Supplied data =
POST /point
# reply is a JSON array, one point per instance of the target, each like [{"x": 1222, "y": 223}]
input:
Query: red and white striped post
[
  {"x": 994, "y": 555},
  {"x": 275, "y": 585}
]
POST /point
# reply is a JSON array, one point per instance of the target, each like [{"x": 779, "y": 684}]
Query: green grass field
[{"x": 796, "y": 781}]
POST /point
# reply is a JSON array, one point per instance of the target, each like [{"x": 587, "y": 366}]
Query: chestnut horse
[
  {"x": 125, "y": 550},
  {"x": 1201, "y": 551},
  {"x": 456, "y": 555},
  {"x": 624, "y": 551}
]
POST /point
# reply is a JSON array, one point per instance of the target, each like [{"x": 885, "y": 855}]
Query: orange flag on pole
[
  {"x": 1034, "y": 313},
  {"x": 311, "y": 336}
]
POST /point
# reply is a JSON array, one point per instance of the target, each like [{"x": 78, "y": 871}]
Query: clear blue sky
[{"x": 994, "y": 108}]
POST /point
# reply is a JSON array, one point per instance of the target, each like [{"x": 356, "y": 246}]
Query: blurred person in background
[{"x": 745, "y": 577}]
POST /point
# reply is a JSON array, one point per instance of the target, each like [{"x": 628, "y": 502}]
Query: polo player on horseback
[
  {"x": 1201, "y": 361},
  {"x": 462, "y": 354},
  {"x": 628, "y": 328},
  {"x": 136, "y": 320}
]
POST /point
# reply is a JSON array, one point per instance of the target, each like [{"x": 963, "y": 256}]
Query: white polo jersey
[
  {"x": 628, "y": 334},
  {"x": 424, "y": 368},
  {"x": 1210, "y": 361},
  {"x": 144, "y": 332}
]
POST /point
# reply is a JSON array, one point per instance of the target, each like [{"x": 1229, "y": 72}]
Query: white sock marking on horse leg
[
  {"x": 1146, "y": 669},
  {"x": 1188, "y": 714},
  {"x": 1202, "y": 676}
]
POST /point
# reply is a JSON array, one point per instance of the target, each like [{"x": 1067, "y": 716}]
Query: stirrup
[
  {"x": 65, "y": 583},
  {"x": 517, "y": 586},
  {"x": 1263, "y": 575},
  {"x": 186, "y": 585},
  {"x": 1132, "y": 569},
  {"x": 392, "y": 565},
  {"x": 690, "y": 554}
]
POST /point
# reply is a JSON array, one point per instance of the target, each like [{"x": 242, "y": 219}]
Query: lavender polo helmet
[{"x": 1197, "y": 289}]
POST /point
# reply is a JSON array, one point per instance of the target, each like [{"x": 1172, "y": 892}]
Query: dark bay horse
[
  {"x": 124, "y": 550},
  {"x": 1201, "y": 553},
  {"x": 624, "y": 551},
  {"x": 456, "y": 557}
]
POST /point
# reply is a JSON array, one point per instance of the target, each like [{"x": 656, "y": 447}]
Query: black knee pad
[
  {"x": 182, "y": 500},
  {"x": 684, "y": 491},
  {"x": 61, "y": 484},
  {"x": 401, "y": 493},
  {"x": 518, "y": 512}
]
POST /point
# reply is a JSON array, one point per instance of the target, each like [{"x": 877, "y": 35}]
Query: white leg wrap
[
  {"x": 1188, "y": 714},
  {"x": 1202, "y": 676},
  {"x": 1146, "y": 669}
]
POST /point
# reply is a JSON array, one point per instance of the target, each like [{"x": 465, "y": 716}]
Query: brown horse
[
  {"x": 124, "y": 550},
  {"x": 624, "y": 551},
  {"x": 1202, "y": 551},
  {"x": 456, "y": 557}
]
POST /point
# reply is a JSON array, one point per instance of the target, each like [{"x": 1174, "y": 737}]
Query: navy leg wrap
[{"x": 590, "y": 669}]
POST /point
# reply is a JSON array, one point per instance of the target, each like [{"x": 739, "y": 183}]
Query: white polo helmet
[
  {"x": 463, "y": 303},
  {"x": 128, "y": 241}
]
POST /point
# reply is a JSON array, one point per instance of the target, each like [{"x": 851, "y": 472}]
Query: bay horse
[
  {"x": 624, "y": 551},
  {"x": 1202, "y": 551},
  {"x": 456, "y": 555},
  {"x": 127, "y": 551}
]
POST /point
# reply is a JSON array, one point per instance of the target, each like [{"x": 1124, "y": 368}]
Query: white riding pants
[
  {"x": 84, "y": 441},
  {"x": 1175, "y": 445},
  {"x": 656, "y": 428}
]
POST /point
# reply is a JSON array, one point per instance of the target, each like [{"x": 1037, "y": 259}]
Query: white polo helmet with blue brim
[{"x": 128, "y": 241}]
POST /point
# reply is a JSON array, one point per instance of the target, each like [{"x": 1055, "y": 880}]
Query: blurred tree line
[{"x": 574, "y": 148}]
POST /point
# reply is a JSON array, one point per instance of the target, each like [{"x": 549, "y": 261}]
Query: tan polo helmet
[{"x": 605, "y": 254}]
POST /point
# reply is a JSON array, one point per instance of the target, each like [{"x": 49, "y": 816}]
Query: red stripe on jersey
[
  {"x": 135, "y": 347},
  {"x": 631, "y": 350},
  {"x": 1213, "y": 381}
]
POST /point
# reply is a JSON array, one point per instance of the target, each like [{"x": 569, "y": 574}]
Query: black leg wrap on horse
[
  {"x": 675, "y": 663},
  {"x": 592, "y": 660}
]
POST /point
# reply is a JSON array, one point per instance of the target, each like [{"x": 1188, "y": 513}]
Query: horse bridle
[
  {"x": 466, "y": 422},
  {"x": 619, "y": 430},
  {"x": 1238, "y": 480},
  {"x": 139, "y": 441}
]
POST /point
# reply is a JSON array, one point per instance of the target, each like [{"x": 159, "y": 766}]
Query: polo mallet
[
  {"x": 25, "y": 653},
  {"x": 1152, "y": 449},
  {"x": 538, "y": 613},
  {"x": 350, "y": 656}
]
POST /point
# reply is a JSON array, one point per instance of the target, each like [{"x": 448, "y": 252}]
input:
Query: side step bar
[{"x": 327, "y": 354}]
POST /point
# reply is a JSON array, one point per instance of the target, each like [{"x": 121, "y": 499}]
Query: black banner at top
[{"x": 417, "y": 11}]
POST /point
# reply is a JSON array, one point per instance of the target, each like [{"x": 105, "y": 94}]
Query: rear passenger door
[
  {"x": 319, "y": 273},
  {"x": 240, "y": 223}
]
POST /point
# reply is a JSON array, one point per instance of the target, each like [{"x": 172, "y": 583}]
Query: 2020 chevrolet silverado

What the task requires =
Line by line, retype all of the records exactly.

Reply to the task =
POST /point
# reply is a JSON array, one point per instance of the target, each like [{"x": 1222, "y": 223}]
input:
Query: red and white striped post
[
  {"x": 994, "y": 555},
  {"x": 275, "y": 585}
]
POST /point
# reply is a JSON array, one point per instance of the target, each like [{"x": 779, "y": 684}]
Query: green grass field
[{"x": 796, "y": 781}]
POST /point
# reply is a JSON array, one point per instance of the target, each like [{"x": 587, "y": 366}]
Query: chestnut horse
[
  {"x": 125, "y": 550},
  {"x": 1201, "y": 551},
  {"x": 456, "y": 555},
  {"x": 624, "y": 551}
]
POST /point
# reply is a JSON array, one point per instance of the target, each like [{"x": 885, "y": 855}]
Query: orange flag on pole
[
  {"x": 1034, "y": 313},
  {"x": 311, "y": 336}
]
POST /point
# reply is a JSON array, one point per instance of the target, each like [{"x": 78, "y": 871}]
Query: clear blue sky
[{"x": 994, "y": 108}]
POST /point
# reply is a JSON array, one point per instance of the target, each like [{"x": 356, "y": 246}]
Query: blurred person in background
[{"x": 745, "y": 577}]
POST /point
# reply is a JSON array, one point per instance of the target, each like [{"x": 628, "y": 502}]
Query: polo player on horseback
[
  {"x": 1201, "y": 361},
  {"x": 462, "y": 354},
  {"x": 628, "y": 328},
  {"x": 136, "y": 320}
]
POST /point
# reply is a JSON array, one point per instance of the target, each like [{"x": 963, "y": 256}]
Query: white polo jersey
[
  {"x": 628, "y": 334},
  {"x": 424, "y": 368},
  {"x": 1210, "y": 361},
  {"x": 144, "y": 332}
]
POST /point
# reply is a JSON array, one point per instance of the target, each like [{"x": 1229, "y": 72}]
Query: white sock marking on horse leg
[
  {"x": 1146, "y": 669},
  {"x": 1188, "y": 714},
  {"x": 1202, "y": 676}
]
POST /point
# reply is a JSON array, one point per instance of the target, each like [{"x": 1067, "y": 716}]
Query: stirrup
[
  {"x": 65, "y": 583},
  {"x": 517, "y": 586},
  {"x": 1263, "y": 575},
  {"x": 186, "y": 585},
  {"x": 1132, "y": 569},
  {"x": 392, "y": 565},
  {"x": 690, "y": 554}
]
POST /point
# reply is a JSON array, one point per instance of the target, each like [{"x": 242, "y": 219}]
Query: lavender polo helmet
[{"x": 1197, "y": 289}]
POST /point
# reply is a JSON array, one point per instance of the target, each like [{"x": 1172, "y": 892}]
Query: dark bay horse
[
  {"x": 124, "y": 550},
  {"x": 1201, "y": 553},
  {"x": 624, "y": 551},
  {"x": 456, "y": 557}
]
POST /point
# reply is a JSON array, one point per instance of the target, each like [{"x": 656, "y": 447}]
Query: black knee pad
[
  {"x": 182, "y": 500},
  {"x": 684, "y": 491},
  {"x": 61, "y": 484},
  {"x": 401, "y": 493},
  {"x": 518, "y": 512}
]
POST /point
# reply is a JSON array, one point per instance of the target, each like [{"x": 877, "y": 35}]
Query: white leg wrap
[
  {"x": 1188, "y": 714},
  {"x": 1202, "y": 676},
  {"x": 1146, "y": 669}
]
POST /point
# reply is a JSON array, one point per instance of the target, each like [{"x": 465, "y": 716}]
Query: brown horse
[
  {"x": 124, "y": 550},
  {"x": 624, "y": 551},
  {"x": 1202, "y": 551},
  {"x": 456, "y": 557}
]
POST /point
# reply is a JSON array, one point per instance of the target, each like [{"x": 1174, "y": 737}]
Query: navy leg wrap
[{"x": 590, "y": 669}]
POST /point
# reply is a JSON array, one point per instance of the target, each like [{"x": 739, "y": 183}]
Query: white polo helmet
[
  {"x": 463, "y": 303},
  {"x": 128, "y": 241}
]
POST /point
# reply is a JSON array, one point per instance of the target, each like [{"x": 851, "y": 472}]
Query: bay horse
[
  {"x": 624, "y": 551},
  {"x": 1202, "y": 551},
  {"x": 456, "y": 555},
  {"x": 127, "y": 551}
]
POST /point
# reply is a JSON array, one point per instance of the target, each like [{"x": 1124, "y": 368}]
Query: white riding pants
[
  {"x": 84, "y": 441},
  {"x": 1175, "y": 445},
  {"x": 656, "y": 428}
]
POST /point
# reply is a JSON array, one point per instance of the target, each like [{"x": 1037, "y": 259}]
Query: white polo helmet with blue brim
[{"x": 128, "y": 241}]
POST /point
# reply is a JSON array, one point per instance of the target, each like [{"x": 1055, "y": 880}]
Query: blurred tree line
[{"x": 574, "y": 148}]
POST /point
# reply is a JSON array, one point per instance of the target, each like [{"x": 549, "y": 261}]
Query: tan polo helmet
[{"x": 605, "y": 254}]
POST /point
# reply is a JSON array, one point per instance of the target, each like [{"x": 49, "y": 816}]
Query: red stripe on jersey
[
  {"x": 135, "y": 347},
  {"x": 631, "y": 350},
  {"x": 1213, "y": 381}
]
POST /point
# reply is a JSON array, one point per instance of the target, each like [{"x": 569, "y": 574}]
Query: black leg wrap on horse
[
  {"x": 675, "y": 663},
  {"x": 592, "y": 660}
]
POST /point
# reply is a JSON array, one point per instance of the target, each like [{"x": 1188, "y": 513}]
Query: horse bridle
[
  {"x": 466, "y": 422},
  {"x": 619, "y": 430},
  {"x": 1238, "y": 480},
  {"x": 139, "y": 441}
]
POST /point
# reply is a JSON array, one point per instance of the target, each like [{"x": 159, "y": 766}]
Query: polo mallet
[
  {"x": 25, "y": 653},
  {"x": 1152, "y": 449},
  {"x": 538, "y": 613},
  {"x": 350, "y": 656}
]
POST /point
# reply is a JSON array, one point per instance of the target, each like [{"x": 448, "y": 252}]
input:
Query: side step bar
[{"x": 327, "y": 354}]
POST /point
# reply is a JSON array, one point per instance of the target, each like [{"x": 121, "y": 499}]
Query: black banner at top
[{"x": 417, "y": 11}]
POST /point
# reply is a JSON array, one point per instance of the target, each like [{"x": 105, "y": 94}]
Query: rear passenger door
[
  {"x": 319, "y": 273},
  {"x": 240, "y": 223}
]
POST /point
# reply is a JSON array, one point per instance of the target, each like [{"x": 172, "y": 583}]
Query: 2020 chevrolet silverado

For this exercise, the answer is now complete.